WHAT YOU HAVE TO DO
Report every line in the records below that contains the string "mask"; letter case must match.

-- START PROVIDED ENTRIES --

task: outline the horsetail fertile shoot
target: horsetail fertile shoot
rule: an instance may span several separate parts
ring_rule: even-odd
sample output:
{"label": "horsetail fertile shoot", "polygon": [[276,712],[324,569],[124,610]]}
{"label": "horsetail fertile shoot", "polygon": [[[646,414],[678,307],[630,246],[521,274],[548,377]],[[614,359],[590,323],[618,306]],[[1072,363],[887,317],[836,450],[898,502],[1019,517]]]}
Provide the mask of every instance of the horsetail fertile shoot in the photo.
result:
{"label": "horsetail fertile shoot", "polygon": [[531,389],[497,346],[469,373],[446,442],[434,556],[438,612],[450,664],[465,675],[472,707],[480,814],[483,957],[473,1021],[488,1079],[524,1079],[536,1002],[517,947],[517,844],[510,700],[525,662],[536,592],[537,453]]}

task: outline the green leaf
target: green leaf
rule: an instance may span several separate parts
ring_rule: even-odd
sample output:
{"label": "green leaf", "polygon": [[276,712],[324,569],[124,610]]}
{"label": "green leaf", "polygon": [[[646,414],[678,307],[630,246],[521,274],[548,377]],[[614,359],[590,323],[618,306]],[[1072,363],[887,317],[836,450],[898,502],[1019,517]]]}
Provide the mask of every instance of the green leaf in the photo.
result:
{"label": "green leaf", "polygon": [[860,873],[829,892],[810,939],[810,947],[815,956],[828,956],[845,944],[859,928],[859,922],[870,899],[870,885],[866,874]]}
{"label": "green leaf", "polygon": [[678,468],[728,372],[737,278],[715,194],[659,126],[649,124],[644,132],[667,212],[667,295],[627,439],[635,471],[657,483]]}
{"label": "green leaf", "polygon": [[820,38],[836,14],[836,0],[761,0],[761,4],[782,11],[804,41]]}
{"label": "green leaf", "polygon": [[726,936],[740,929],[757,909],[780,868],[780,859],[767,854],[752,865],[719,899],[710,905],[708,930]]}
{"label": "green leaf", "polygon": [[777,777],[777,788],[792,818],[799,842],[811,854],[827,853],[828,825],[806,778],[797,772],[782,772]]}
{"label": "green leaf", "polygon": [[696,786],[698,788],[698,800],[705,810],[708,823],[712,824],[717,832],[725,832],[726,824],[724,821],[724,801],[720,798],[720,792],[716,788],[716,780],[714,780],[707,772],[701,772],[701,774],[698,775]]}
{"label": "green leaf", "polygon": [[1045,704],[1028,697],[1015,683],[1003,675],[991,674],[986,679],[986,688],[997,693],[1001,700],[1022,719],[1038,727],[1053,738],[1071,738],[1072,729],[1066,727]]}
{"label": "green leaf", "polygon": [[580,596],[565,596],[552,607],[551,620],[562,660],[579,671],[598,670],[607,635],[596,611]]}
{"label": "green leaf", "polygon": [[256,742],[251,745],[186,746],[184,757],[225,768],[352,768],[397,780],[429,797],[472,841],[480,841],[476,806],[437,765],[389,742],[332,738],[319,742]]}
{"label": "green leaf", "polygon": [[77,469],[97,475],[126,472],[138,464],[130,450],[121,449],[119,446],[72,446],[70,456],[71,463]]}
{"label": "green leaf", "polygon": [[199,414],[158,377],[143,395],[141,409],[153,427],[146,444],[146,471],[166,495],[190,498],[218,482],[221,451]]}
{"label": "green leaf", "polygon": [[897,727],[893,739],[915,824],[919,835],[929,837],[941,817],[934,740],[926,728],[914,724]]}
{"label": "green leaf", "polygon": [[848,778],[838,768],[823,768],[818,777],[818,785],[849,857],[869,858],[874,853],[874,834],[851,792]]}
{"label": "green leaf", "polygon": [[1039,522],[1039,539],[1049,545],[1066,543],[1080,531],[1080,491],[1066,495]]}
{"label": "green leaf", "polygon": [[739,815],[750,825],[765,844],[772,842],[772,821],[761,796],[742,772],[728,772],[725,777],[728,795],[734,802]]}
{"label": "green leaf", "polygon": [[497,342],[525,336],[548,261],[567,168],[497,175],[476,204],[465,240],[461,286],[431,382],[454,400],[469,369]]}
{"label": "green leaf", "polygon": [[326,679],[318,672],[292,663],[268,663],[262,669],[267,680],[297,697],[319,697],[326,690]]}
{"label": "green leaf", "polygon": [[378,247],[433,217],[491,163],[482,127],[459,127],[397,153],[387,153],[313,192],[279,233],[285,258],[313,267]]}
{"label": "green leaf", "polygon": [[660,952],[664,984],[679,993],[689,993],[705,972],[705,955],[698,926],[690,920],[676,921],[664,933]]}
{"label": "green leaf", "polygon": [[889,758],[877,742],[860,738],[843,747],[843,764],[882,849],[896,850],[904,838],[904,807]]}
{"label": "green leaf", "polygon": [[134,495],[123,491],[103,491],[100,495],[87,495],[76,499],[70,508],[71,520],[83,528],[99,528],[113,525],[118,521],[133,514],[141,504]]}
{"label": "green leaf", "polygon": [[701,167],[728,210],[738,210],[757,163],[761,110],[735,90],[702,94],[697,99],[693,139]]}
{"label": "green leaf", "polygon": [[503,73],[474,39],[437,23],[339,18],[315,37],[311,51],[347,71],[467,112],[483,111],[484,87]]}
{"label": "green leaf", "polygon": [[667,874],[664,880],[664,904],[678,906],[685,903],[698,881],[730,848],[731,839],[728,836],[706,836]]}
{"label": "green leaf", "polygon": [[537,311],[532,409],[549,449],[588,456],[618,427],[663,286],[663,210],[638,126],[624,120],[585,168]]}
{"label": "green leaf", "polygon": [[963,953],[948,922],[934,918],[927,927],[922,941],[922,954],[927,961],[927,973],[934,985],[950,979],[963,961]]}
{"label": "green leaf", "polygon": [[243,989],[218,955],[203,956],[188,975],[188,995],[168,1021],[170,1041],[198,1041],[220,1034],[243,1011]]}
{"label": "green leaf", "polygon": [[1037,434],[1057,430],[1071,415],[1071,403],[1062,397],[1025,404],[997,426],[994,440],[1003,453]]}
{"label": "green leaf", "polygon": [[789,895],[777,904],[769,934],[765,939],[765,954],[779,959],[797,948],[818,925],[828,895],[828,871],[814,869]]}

-- END PROVIDED ENTRIES --

SOLUTION TO THIS PROBLEM
Provide the mask of every instance of the horsetail fertile shoot in the photo.
Provide the mask of every instance of the green leaf in the photo.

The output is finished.